* PROBLEM DESCRIPTION: Return the data below in full and exactly, except that the pictures are dropped.

(Recorded data)
↓
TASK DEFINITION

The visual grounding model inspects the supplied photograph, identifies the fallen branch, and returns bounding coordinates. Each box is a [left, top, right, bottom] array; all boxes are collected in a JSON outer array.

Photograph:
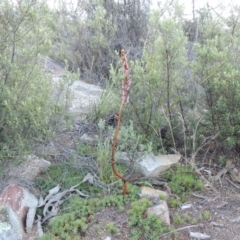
[[225, 177, 240, 189], [191, 193, 207, 200], [39, 172, 93, 228], [214, 164, 235, 181], [160, 224, 200, 238]]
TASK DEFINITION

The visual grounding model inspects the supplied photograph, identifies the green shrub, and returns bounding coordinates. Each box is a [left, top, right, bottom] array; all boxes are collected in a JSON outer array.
[[88, 86, 120, 123], [106, 223, 119, 234], [164, 165, 204, 208], [173, 213, 184, 225], [128, 198, 168, 240], [164, 165, 204, 196], [192, 6, 240, 150], [0, 0, 69, 161], [35, 163, 101, 197], [108, 6, 190, 153], [203, 210, 211, 220], [87, 118, 152, 184], [39, 184, 140, 239]]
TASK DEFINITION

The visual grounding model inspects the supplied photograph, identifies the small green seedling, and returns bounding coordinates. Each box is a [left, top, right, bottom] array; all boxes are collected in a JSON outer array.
[[106, 223, 119, 234], [203, 210, 211, 220]]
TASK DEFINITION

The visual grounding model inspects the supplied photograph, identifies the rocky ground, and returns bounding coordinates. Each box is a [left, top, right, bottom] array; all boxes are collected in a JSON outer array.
[[1, 57, 240, 240], [2, 124, 240, 240], [69, 151, 240, 240]]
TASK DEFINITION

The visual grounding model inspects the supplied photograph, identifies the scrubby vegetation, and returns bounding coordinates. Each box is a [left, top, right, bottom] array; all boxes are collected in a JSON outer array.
[[0, 0, 75, 161], [164, 165, 204, 207], [2, 0, 240, 239], [128, 198, 170, 240], [37, 175, 141, 239], [2, 0, 240, 160]]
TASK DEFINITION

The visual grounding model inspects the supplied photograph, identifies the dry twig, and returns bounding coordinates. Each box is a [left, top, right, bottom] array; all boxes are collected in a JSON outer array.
[[160, 224, 200, 238]]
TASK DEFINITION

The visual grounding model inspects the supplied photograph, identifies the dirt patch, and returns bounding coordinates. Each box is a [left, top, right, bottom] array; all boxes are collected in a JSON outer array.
[[83, 206, 130, 240], [167, 178, 240, 240], [81, 177, 240, 240]]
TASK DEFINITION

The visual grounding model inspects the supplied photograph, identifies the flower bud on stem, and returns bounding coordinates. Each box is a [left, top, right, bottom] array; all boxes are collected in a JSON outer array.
[[111, 49, 131, 195]]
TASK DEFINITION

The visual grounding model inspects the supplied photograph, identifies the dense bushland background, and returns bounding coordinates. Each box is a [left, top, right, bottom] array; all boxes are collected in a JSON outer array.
[[1, 0, 240, 162]]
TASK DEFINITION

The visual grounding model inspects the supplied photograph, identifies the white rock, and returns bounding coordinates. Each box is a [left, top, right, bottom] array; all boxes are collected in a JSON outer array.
[[189, 232, 210, 239], [181, 203, 192, 210], [79, 133, 96, 143], [35, 142, 60, 157], [117, 152, 140, 167], [8, 155, 51, 181], [138, 154, 181, 177], [147, 200, 170, 226], [0, 208, 16, 240], [0, 228, 21, 240], [231, 216, 240, 223], [68, 80, 104, 114], [0, 222, 11, 233], [0, 184, 38, 238], [140, 186, 168, 199], [118, 152, 181, 177], [104, 237, 111, 240]]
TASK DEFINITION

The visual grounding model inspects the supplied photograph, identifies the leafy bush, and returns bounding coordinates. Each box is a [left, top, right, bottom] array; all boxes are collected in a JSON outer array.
[[192, 6, 240, 150], [106, 223, 119, 234], [35, 163, 101, 197], [48, 0, 149, 84], [108, 6, 189, 153], [128, 198, 169, 240], [163, 165, 204, 208], [77, 118, 152, 184], [0, 0, 67, 160], [164, 165, 204, 195]]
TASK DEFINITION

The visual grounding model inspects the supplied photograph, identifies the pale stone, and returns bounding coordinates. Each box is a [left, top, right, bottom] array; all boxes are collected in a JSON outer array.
[[79, 133, 96, 143], [104, 237, 111, 240], [65, 80, 104, 115], [44, 57, 104, 121], [138, 154, 181, 177], [118, 152, 181, 177], [8, 155, 51, 181], [0, 228, 21, 240], [39, 55, 65, 76], [140, 186, 168, 199], [189, 232, 210, 239], [118, 152, 143, 166], [181, 203, 192, 210], [147, 200, 170, 226], [0, 184, 38, 238], [0, 222, 11, 233], [35, 142, 60, 157]]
↑
* TASK ANSWER:
TASK DEFINITION

The visual grounding model inspects the supplied photograph, identifies the fallen branch, and returns bounding coordinates. Each box is a [left, top, right, bottom] array; all boxes are collected in a JSON outer array.

Photograph:
[[225, 177, 240, 189], [191, 193, 207, 200], [39, 172, 93, 228], [214, 164, 235, 181], [160, 224, 200, 238]]
TASK DEFINITION

The visual grounding model inspects the supplied photograph, identifies the green shrub, and returns bounding coordinates. Each box is a [left, top, right, bottom] array; all boxes are collected in a JSON outer array.
[[88, 86, 120, 123], [106, 223, 119, 234], [164, 165, 204, 208], [173, 213, 184, 225], [128, 198, 168, 240], [164, 165, 204, 196], [192, 6, 240, 150], [0, 0, 69, 161], [35, 163, 101, 197], [108, 6, 190, 153], [203, 210, 211, 220], [87, 118, 152, 184], [39, 184, 140, 239]]
TASK DEFINITION

The visual grounding model inspects the supplied photograph, identifies the small green seedling, and returns bounding coordinates. Each box is a [left, top, right, bottom] array; all boxes are collected in a JSON outer array.
[[106, 223, 119, 234], [203, 210, 211, 220]]
TASK DEFINITION

The visual grounding model inspects the supplied photograph, identifies the rocky ground, and returns bounding coordinates. Each box is a [left, top, right, bottom] array; all boxes are collected in a JSON outer array.
[[1, 57, 240, 240], [2, 124, 240, 240], [69, 151, 240, 240]]
TASK DEFINITION

The visual grounding model inspects the supplied photograph, identifies the scrubby vegetation, and returns bounding coordinates. Each box is a [left, top, right, bottom] array; all boxes are collected in a JSON outer array.
[[0, 0, 75, 161], [164, 165, 204, 207], [2, 0, 240, 239], [128, 198, 170, 240], [37, 175, 141, 239], [2, 0, 240, 160]]
TASK DEFINITION

The visual grounding model inspects the supplied photograph, identifies the dry twig, and returns bounding coordinates. Each box is a [left, top, right, bottom] array; all boxes are collected in a JSON outer array.
[[160, 224, 200, 238]]
TASK DEFINITION

The visual grounding model inspects the supplied photograph, identifies the dirt patch, and returns bounding coordinates. Each box is a [left, top, right, bottom] array; all boxes are collected in a JSON outer array.
[[83, 206, 130, 240], [167, 178, 240, 240], [81, 177, 240, 240]]
TASK DEFINITION

The visual grounding model inspects the supplied photograph, identifies the flower bud on stem, and returns bounding coordinates. Each box is a [left, top, right, bottom] array; all boxes are collected in a JSON outer array.
[[111, 49, 131, 195]]
TASK DEFINITION

The visual grounding model inspects the supplied photograph, identifies the dense bushland background, and returns bounding coordinates. Each box is a [left, top, right, bottom] array; all boxes are collected in a JSON outer array.
[[1, 0, 240, 162]]
TASK DEFINITION

The visual grounding model inspects the supplied photograph, identifies the white rock, and returns bounding coordinates. Each box is a [left, top, right, bottom] array; all boxes are collected in a JSON outer array.
[[189, 232, 210, 239], [181, 203, 192, 210], [79, 133, 96, 143], [35, 142, 60, 157], [117, 152, 140, 167], [8, 155, 51, 181], [138, 154, 181, 177], [147, 200, 170, 226], [0, 208, 16, 240], [0, 228, 21, 240], [231, 216, 240, 223], [68, 80, 104, 114], [0, 222, 11, 233], [0, 184, 38, 238], [140, 186, 168, 199], [118, 152, 181, 177], [104, 237, 111, 240]]
TASK DEFINITION

The visual grounding model inspects the supplied photograph, identifies the leafy bush, and returns bounding coordinates. Each box is a [left, top, right, bottom] array; all boxes are collected in a JSON outer array.
[[192, 6, 240, 150], [106, 223, 119, 234], [35, 163, 101, 197], [48, 0, 149, 84], [108, 6, 189, 153], [128, 198, 169, 240], [163, 165, 204, 208], [77, 118, 152, 184], [0, 0, 67, 160], [164, 165, 204, 195]]
TASK DEFINITION

The visual grounding model inspects the supplied photograph, identifies the pale stone, and returns bounding coordinates. Each box is a [left, top, right, bottom] array; all boxes are collected in a JSON outer array.
[[79, 133, 96, 143], [104, 237, 111, 240], [65, 80, 104, 115], [44, 57, 104, 121], [138, 154, 181, 177], [118, 152, 181, 177], [8, 155, 51, 181], [0, 228, 21, 240], [39, 55, 65, 76], [140, 186, 168, 199], [189, 232, 210, 239], [118, 152, 143, 166], [181, 203, 192, 210], [147, 200, 170, 226], [0, 184, 38, 238], [0, 222, 11, 233], [35, 142, 60, 157]]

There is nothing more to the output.